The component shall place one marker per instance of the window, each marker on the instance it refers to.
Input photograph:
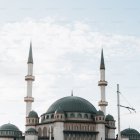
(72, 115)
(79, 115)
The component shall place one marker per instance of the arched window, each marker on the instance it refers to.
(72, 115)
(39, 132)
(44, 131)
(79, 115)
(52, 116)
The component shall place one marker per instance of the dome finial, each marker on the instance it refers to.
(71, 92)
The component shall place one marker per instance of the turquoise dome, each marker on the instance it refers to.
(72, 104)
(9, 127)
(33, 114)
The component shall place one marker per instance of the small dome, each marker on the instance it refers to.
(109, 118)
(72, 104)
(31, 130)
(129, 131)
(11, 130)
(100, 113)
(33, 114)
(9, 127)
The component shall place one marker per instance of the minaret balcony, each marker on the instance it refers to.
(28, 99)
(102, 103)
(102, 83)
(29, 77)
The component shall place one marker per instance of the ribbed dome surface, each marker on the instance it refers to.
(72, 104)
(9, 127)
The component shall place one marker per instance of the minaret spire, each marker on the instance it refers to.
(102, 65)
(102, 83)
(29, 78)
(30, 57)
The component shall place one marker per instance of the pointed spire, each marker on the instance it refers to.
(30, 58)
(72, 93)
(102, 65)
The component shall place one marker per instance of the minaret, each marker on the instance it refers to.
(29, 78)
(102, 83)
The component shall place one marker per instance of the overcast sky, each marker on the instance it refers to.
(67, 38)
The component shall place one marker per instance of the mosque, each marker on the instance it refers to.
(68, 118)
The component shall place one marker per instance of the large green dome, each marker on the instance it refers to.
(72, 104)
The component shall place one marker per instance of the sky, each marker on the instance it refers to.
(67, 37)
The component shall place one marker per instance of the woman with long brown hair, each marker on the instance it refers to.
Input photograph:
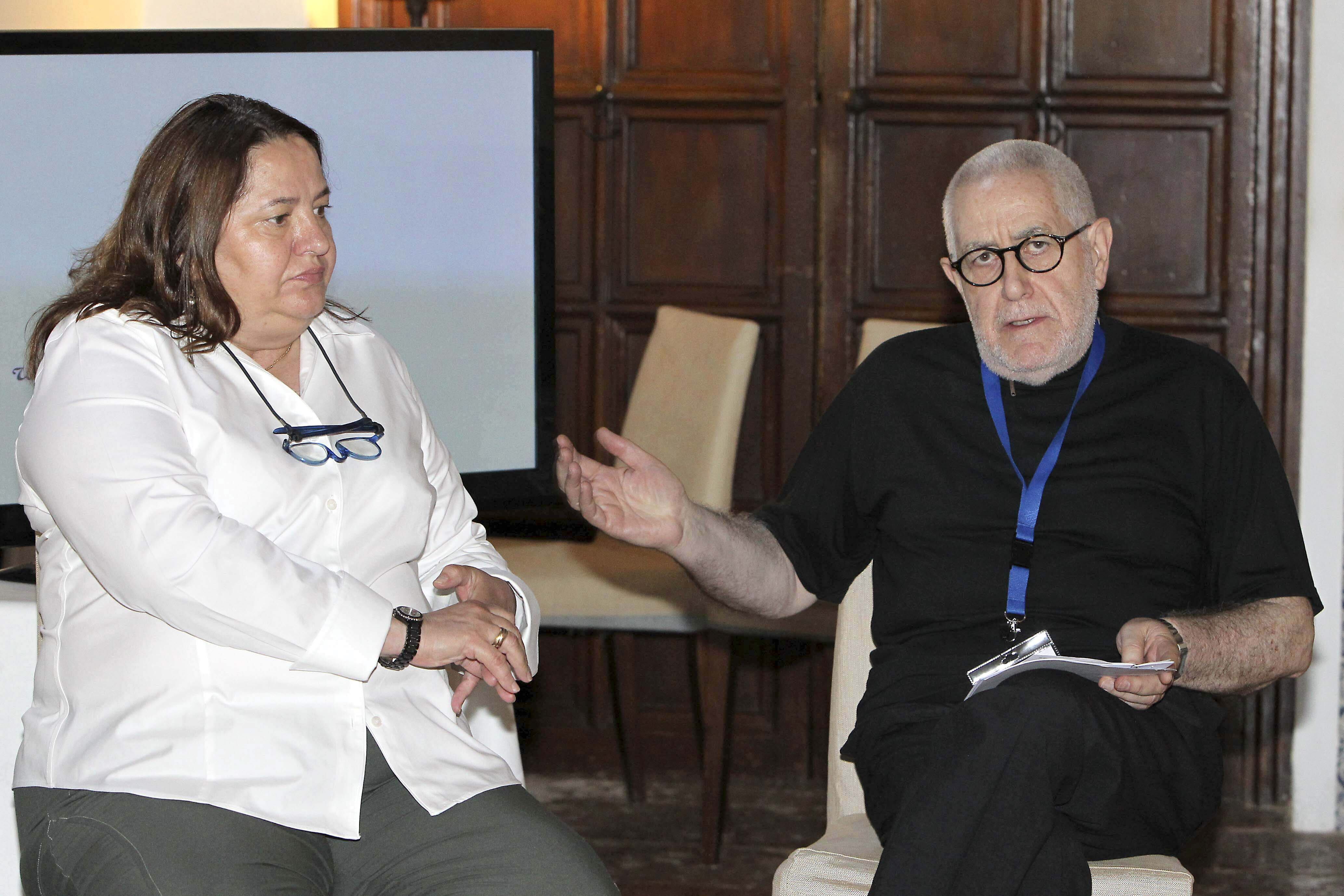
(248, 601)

REQUIREMENT =>
Every line of the listing above is to be repeated exactly, with its pictures left out.

EXERCISE ANSWER =>
The component shall place one marker per instance of the window, each marker on the instance it refers to.
Input photograph:
(72, 115)
(79, 115)
The component shall place one marker per instance of the arched window, each marker on the instance it refers to.
(72, 115)
(39, 132)
(44, 131)
(79, 115)
(52, 116)
The component shall place one marker per instance of the dome finial, each marker on the instance it refers to.
(71, 92)
The component shall place one marker per instance of the turquoise dome, each marker on the instance it refers to.
(72, 104)
(9, 127)
(33, 114)
The component shall place one marker per instance of the small dome, each marker on the instance it refers to.
(109, 118)
(72, 104)
(31, 130)
(129, 131)
(11, 130)
(100, 113)
(33, 114)
(9, 127)
The component shall place one marker per instance of the minaret balcony, each marker on the instance it refers to.
(28, 99)
(102, 103)
(102, 83)
(29, 77)
The component shall place one marker per instance of the ribbed dome surface, each marker on the instance it refers to.
(72, 104)
(9, 127)
The component shall place one marker per instance of the minaret spire, each marker on the instance it refers to.
(102, 65)
(102, 83)
(29, 78)
(30, 57)
The component shall place one marker per instance of the pointed spire, each marker on the instance it refers to.
(30, 58)
(72, 93)
(102, 65)
The component shall place one marker per instance of the minaret, each marker on the instance it refers to.
(29, 78)
(102, 83)
The component shall place one marker per instance of the overcast sky, each marker on the instance it refers to.
(67, 38)
The component shall place one marker per instance of the mosque, each marker on the instance it refers to.
(68, 118)
The component shall place one marker per instance of the large green dome, each marker on the instance it refers to.
(72, 104)
The component shall place one marker per instance of the sky, each marker on the instance it refers to.
(67, 37)
The component shall place one marker per instance of the woman with long brown hair, each marker on the instance it refers to.
Input photograph:
(248, 601)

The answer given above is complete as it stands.